**Teks Kutipan:**
○ ○ ○ ○ ○
Dokter Koas Pemicu Penganiayaan di Palembang Resmi Dibekukan

Dokter koas pemicu penganiayaan di Palembang resmi dibekukan. (Foto: Dok. Kemenkes)

PARBOABOA, Jakarta - Lady Aurelia Pramesti (LD), seorang dokter muda di Palembang, resmi dibekukan statusnya sebagai mahasiswa kedokteran. 

Keputusan ini diambil setelah LD terlibat dalam kasus penganiayaan terhadap dr. Muhammad Luthfi, Ketua Koordinator Koas di RSUD Siti Fatimah, Palembang.

Kejadian bermula dari perdebatan terkait jadwal piket jaga di tahun baru. Pada Rabu, 11 Desember 2024, ibu LD, Sri Meilina alias Lina, bersama sopirnya, Fadilla alias DT, menemui dr. Luthfi di sebuah tempat makan di kawasan Demang Lebar Daun, Palembang. 

Pertemuan tersebut bertujuan untuk membahas permintaan perubahan jadwal piket LD di RSUD Siti Fatimah, di mana dr. Luthfi bertanggung jawab sebagai koordinator.

Selama diskusi, dr. Luthfi dianggap tidak memenuhi permintaan perubahan jadwal tersebut, sehingga memicu emosi Fadilla alias DT. Situasi memanas dan berujung pada insiden pemukulan terhadap dr. Luthfi.

Akibat hal itu, LD kini dibekukan statusnya sebagai mahasiswa kedokteran dari Universitas Sriwijaya (Unsri), Palembang.

Direktur Jenderal Pelayanan Kesehatan Kementerian Kesehatan, Azhar Jaya, dalam sebuah keterangan resmi belum lama ini mengatakan, apa yang menimpa Muhammad Luthfi merupakan kategori bullying kasuistik.
○ ○ ○ ○ ○
**Data Mentah:**
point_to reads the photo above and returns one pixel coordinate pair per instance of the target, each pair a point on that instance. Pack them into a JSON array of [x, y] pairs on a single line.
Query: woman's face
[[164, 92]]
○ ○ ○ ○ ○
**Tujuan Latihan:** Tolong cetak ulang seluruh berita tentang dokter koas di Palembang di atas tanpa mengubah satu kata pun.

**Penyelesaian Latihan:**
Dokter Koas Pemicu Penganiayaan di Palembang Resmi Dibekukan

Dokter koas pemicu penganiayaan di Palembang resmi dibekukan. (Foto: Dok. Kemenkes)

PARBOABOA, Jakarta - Lady Aurelia Pramesti (LD), seorang dokter muda di Palembang, resmi dibekukan statusnya sebagai mahasiswa kedokteran. 

Keputusan ini diambil setelah LD terlibat dalam kasus penganiayaan terhadap dr. Muhammad Luthfi, Ketua Koordinator Koas di RSUD Siti Fatimah, Palembang.

Kejadian bermula dari perdebatan terkait jadwal piket jaga di tahun baru. Pada Rabu, 11 Desember 2024, ibu LD, Sri Meilina alias Lina, bersama sopirnya, Fadilla alias DT, menemui dr. Luthfi di sebuah tempat makan di kawasan Demang Lebar Daun, Palembang. 

Pertemuan tersebut bertujuan untuk membahas permintaan perubahan jadwal piket LD di RSUD Siti Fatimah, di mana dr. Luthfi bertanggung jawab sebagai koordinator.

Selama diskusi, dr. Luthfi dianggap tidak memenuhi permintaan perubahan jadwal tersebut, sehingga memicu emosi Fadilla alias DT. Situasi memanas dan berujung pada insiden pemukulan terhadap dr. Luthfi.

Akibat hal itu, LD kini dibekukan statusnya sebagai mahasiswa kedokteran dari Universitas Sriwijaya (Unsri), Palembang.

Direktur Jenderal Pelayanan Kesehatan Kementerian Kesehatan, Azhar Jaya, dalam sebuah keterangan resmi belum lama ini mengatakan, apa yang menimpa Muhammad Luthfi merupakan kategori bullying kasuistik.